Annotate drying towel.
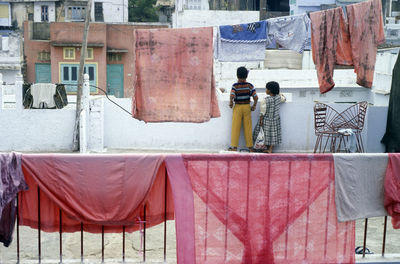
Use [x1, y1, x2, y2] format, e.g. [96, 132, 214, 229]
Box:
[384, 153, 400, 229]
[334, 154, 388, 222]
[31, 83, 57, 108]
[0, 153, 28, 247]
[166, 153, 355, 263]
[267, 14, 311, 54]
[216, 21, 268, 62]
[133, 27, 220, 123]
[346, 0, 385, 88]
[19, 154, 174, 233]
[381, 52, 400, 152]
[220, 21, 267, 43]
[310, 7, 353, 93]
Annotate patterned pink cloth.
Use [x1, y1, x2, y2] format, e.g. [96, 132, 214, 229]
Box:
[311, 0, 385, 93]
[346, 0, 385, 88]
[310, 7, 351, 93]
[384, 154, 400, 229]
[168, 154, 355, 264]
[133, 27, 220, 123]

## WORK REQUEST
Print all the records exactly, minus any images.

## ANSWER FOR THIS EXERCISE
Annotate drying towel.
Use [x1, y1, x2, y2] format, e.g. [96, 132, 214, 229]
Box:
[384, 153, 400, 229]
[334, 154, 388, 222]
[31, 83, 57, 108]
[0, 153, 28, 247]
[166, 153, 355, 263]
[267, 14, 311, 54]
[216, 21, 268, 62]
[133, 27, 220, 123]
[346, 0, 385, 88]
[19, 154, 174, 233]
[381, 52, 400, 152]
[220, 21, 267, 43]
[310, 7, 353, 93]
Annotate patterned pink cloth.
Use [x1, y1, x2, y2] format, e.g. [96, 132, 214, 229]
Box:
[311, 0, 385, 93]
[346, 0, 385, 88]
[310, 7, 351, 93]
[384, 154, 400, 229]
[168, 154, 355, 264]
[133, 27, 220, 123]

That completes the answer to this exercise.